Supplied material:
----------------------------------------

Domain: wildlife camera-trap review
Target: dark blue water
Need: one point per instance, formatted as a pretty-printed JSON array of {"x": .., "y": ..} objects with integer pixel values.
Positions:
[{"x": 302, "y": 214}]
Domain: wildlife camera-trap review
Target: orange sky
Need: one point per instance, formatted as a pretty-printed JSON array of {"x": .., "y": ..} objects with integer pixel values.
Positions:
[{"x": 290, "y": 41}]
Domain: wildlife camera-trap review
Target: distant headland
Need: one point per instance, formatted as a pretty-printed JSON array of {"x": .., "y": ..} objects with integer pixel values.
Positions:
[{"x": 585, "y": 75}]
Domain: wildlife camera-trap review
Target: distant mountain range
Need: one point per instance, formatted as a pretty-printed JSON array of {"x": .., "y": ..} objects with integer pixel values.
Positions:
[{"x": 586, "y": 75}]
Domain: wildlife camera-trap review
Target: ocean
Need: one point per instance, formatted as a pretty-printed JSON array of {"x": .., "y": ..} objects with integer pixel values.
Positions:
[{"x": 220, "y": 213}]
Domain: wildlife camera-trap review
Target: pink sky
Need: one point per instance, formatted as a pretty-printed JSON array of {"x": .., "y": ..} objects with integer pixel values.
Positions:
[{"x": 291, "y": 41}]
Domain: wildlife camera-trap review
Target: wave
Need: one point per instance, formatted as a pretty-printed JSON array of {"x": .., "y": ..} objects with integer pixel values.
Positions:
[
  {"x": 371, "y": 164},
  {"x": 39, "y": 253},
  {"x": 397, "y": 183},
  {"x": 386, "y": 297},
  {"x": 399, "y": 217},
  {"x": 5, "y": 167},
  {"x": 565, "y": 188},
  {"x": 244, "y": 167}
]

----------------------------------------

What to work on: Can you reproduce all the material exactly?

Expected answer:
Domain: wildlife camera-trap review
Target: dark blue water
Need: one point per instance, formatted as a pretty-printed JSON array of {"x": .., "y": ..} objects with integer pixel values.
Positions:
[{"x": 302, "y": 214}]
Domain: wildlife camera-trap review
Target: orange sky
Need: one point per instance, formatted as a pretty-printed JSON array of {"x": .., "y": ..} objects with integer pixel values.
Positions:
[{"x": 290, "y": 41}]
Domain: wildlife camera-trap review
Target: distant headland
Need: one point per instance, formatted as a pretty-printed JSON array of {"x": .., "y": ..} objects with integer pixel values.
Positions:
[{"x": 585, "y": 75}]
Domain: wildlife camera-trap review
Target: distant mountain range
Need: one point per instance, formatted as a pretty-printed JSON array of {"x": .., "y": ..} objects with integer pixel values.
Positions:
[{"x": 586, "y": 75}]
Domain: wildlife camera-trap review
Target: ocean
Need: one point per instance, formatted as a pretty-printed JSON array of {"x": .., "y": ..} objects with integer pixel values.
Positions:
[{"x": 220, "y": 213}]
Domain: wildlife camera-trap review
Target: pink sky
Need: one point per instance, formatted as a pretty-printed JSON array of {"x": .., "y": ..} objects with integer pixel values.
Positions:
[{"x": 291, "y": 41}]
Domain: wildlife camera-trap review
Target: wave
Need: one point per instance, formatted as a pretty-printed JSON array of {"x": .., "y": ..} objects with integer pixel values.
Positions:
[
  {"x": 371, "y": 164},
  {"x": 39, "y": 253},
  {"x": 397, "y": 183},
  {"x": 386, "y": 297},
  {"x": 399, "y": 217},
  {"x": 5, "y": 167},
  {"x": 565, "y": 188},
  {"x": 244, "y": 167}
]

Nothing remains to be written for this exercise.